:: Work instructions ::
Rewrite the lines below, replacing "marker" with "dot" everywhere it occurs and changing nothing else. Leave the pictures out of your answer.

:: Data section ::

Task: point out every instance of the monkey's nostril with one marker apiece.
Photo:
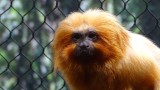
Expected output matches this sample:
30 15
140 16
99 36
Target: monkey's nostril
83 45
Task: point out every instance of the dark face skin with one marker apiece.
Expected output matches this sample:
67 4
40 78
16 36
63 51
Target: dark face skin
84 47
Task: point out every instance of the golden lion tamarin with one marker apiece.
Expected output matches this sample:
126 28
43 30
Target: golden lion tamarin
94 52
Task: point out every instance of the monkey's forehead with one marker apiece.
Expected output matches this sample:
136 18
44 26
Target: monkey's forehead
92 18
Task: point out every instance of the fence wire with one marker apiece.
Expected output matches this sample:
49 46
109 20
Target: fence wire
27 29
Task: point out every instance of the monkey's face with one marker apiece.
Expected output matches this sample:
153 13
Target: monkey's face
84 48
89 37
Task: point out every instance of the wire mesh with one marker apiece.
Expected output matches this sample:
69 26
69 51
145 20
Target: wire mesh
27 29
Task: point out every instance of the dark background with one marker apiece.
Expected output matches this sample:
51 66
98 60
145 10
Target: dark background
27 29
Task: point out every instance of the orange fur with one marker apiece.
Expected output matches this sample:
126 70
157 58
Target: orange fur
125 61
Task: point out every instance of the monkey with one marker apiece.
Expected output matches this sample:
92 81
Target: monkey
93 51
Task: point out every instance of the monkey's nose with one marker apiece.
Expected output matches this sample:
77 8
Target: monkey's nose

:: Problem solution ::
Task: point out every instance of the monkey's nostril with one dot apiece.
Photo:
Expected output matches this sample:
30 15
140 16
99 36
Target: monkey's nostril
83 45
Task: point out every instance of the dark face skin with one dot apiece.
Expected output matches this sample:
67 4
40 78
16 36
63 51
Target: dark face skin
84 47
Task: point out every instance of the golden lion tamarin with one dot apiece.
Expected output matches this sample:
126 28
43 30
Target: golden lion tamarin
94 52
Task: point out every instance of the monkey's forehead with one dot apiece.
Expected output matches this sample:
136 18
44 26
Target: monkey's forehead
92 18
Task: point out every instance of the fence wire with one dot apiece.
Expected output matches this sample:
49 46
109 20
Target: fence wire
27 29
Task: point out every instance of the monkey's face with one dot apiece.
Expected output matches this sample:
153 13
Target: monkey's face
84 48
89 37
Task: point out every instance of the wire mesh with one dot apiece.
Expected output matches this sample:
69 26
69 51
145 20
Target: wire mesh
27 29
Task: point out every instance of the dark background with one dot apiece.
Expected output matches this sample:
51 66
98 60
145 10
Target: dark background
27 29
Task: point out every instance of the orange fur with one dot apiece.
Expected output matches this sample:
126 70
157 58
Target: orange fur
125 61
Task: point out every instance of the monkey with one dot apiece.
Expected output matches this sample:
92 81
Target: monkey
93 51
Task: point out every instance of the monkey's nose with one dot apiece.
Expected output matches this sample:
77 8
Target: monkey's nose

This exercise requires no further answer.